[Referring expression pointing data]
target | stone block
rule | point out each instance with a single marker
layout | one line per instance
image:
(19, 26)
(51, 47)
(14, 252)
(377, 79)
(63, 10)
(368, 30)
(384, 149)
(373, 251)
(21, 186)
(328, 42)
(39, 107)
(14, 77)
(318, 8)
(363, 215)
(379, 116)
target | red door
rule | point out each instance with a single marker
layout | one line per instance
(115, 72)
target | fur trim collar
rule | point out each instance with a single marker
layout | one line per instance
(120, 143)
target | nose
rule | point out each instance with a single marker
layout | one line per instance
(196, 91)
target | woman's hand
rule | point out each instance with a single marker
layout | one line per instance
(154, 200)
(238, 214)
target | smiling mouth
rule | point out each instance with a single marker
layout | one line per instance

==

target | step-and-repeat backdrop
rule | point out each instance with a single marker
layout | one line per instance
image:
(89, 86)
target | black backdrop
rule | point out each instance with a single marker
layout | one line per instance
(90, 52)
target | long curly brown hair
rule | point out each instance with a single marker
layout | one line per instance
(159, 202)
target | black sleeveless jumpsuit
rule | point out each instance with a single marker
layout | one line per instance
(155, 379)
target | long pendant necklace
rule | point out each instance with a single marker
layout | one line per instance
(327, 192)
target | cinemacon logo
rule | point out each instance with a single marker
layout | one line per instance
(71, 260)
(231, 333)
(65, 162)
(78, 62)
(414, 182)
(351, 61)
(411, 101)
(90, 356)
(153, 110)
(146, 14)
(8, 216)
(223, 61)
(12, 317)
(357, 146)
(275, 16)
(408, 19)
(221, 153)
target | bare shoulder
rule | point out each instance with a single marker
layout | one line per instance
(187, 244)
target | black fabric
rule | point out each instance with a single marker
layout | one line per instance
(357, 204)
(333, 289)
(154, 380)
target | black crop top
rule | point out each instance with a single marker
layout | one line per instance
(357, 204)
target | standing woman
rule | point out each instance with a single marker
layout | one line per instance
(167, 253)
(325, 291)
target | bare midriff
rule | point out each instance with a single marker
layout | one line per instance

Goal of the exercise – Return only the lines between the one holding "target | stone block" and the one holding "target | fur trim collar", inclusive, exactly as they appear above.

Response area –
target | stone block
rule | point out each instance with a single marker
layout | one line per instance
image:
(19, 26)
(51, 47)
(14, 252)
(377, 79)
(63, 10)
(368, 30)
(384, 149)
(373, 251)
(21, 186)
(328, 42)
(39, 107)
(14, 77)
(318, 8)
(363, 215)
(379, 116)
target | red door
rule | point out each instance with a single marker
layout | one line per instance
(115, 72)
target | fur trim collar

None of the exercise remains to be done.